■ What you should do
Only the lines below from the one containing "locate white business jet --format jsonl" to the one containing "locate dense green tree --format jsonl" should be repeated, both included and unchanged.

■ Records for this task
•••

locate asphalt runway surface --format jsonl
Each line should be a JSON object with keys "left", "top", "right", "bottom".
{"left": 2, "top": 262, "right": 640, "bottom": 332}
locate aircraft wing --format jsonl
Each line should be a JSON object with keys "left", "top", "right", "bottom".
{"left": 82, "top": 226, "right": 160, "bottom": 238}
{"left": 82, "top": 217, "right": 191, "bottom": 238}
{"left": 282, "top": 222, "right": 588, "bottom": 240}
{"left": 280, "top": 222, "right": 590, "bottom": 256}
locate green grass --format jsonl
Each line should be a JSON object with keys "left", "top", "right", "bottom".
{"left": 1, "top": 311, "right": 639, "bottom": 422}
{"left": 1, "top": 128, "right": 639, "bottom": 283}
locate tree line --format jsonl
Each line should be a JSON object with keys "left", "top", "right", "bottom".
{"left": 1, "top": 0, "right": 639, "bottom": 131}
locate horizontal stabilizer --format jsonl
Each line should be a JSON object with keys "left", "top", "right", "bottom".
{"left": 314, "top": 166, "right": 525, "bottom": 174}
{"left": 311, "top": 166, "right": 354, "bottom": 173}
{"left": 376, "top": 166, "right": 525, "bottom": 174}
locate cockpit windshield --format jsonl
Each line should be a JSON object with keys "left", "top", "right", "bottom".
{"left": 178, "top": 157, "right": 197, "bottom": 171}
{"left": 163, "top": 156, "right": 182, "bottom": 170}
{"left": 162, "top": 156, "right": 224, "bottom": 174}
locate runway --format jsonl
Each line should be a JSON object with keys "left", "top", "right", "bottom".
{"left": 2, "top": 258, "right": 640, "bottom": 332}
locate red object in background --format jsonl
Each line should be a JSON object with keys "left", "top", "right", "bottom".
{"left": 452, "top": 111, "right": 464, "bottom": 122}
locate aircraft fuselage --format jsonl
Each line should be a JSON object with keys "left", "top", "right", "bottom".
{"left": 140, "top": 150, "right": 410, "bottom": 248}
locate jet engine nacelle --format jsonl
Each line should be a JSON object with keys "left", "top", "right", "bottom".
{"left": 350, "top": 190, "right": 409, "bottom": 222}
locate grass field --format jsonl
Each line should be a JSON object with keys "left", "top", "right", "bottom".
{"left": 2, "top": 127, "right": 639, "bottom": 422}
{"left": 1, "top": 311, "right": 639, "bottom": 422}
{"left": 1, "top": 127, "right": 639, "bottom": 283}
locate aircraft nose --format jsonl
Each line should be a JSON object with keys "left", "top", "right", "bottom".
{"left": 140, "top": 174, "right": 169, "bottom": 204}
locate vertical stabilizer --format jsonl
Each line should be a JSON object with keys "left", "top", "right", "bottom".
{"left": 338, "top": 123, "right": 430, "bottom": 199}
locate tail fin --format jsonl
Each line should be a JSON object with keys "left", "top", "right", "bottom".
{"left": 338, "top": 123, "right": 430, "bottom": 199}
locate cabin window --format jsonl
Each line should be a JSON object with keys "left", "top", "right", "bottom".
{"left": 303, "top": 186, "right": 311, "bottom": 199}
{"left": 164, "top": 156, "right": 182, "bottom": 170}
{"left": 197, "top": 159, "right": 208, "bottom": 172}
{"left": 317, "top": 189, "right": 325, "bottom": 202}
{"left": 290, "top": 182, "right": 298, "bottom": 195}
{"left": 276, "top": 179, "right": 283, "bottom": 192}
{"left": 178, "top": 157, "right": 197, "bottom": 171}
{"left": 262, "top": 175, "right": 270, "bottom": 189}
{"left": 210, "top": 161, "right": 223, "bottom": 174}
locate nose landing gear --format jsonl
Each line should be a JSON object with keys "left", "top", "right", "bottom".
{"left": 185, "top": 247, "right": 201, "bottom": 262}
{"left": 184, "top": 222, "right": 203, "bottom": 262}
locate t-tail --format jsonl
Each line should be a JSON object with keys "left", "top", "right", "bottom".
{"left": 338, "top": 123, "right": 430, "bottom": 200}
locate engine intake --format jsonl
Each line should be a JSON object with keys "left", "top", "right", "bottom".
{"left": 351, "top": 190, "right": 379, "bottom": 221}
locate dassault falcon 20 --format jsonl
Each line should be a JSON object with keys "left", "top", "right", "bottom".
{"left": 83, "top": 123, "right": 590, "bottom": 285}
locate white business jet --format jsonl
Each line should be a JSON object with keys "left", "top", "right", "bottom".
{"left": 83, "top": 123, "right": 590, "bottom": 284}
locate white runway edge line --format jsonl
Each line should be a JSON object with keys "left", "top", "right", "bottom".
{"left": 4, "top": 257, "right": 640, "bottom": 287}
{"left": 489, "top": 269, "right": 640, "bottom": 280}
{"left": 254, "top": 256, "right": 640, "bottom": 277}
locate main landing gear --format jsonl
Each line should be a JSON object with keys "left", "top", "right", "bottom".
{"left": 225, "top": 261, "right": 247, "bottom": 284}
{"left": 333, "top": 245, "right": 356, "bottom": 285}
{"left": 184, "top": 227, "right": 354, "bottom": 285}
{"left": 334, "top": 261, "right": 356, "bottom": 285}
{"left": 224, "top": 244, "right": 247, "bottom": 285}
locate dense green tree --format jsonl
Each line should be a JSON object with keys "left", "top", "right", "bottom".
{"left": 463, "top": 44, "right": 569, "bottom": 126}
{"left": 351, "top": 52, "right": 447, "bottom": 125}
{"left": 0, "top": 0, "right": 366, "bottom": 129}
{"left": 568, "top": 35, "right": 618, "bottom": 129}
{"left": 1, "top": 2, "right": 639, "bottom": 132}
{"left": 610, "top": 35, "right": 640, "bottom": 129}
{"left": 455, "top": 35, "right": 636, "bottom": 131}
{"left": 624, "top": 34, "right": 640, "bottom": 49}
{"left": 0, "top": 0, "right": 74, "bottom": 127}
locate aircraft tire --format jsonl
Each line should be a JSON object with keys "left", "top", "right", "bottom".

•••

■ Solution to the exercise
locate white business jet --format jsonl
Each line should be a JSON object with keys "left", "top", "right", "bottom".
{"left": 83, "top": 123, "right": 590, "bottom": 284}
locate white runway edge line --format jsonl
Each line should be a JSON object with keys "left", "top", "right", "bottom".
{"left": 4, "top": 257, "right": 640, "bottom": 287}
{"left": 489, "top": 269, "right": 640, "bottom": 280}
{"left": 254, "top": 256, "right": 640, "bottom": 277}
locate main landing gear --format jsonl
Each line should be a JSON object with keys "left", "top", "right", "bottom".
{"left": 225, "top": 261, "right": 247, "bottom": 284}
{"left": 333, "top": 245, "right": 356, "bottom": 285}
{"left": 184, "top": 227, "right": 354, "bottom": 285}
{"left": 334, "top": 261, "right": 356, "bottom": 285}
{"left": 224, "top": 244, "right": 247, "bottom": 285}
locate dense green tree --format jsonl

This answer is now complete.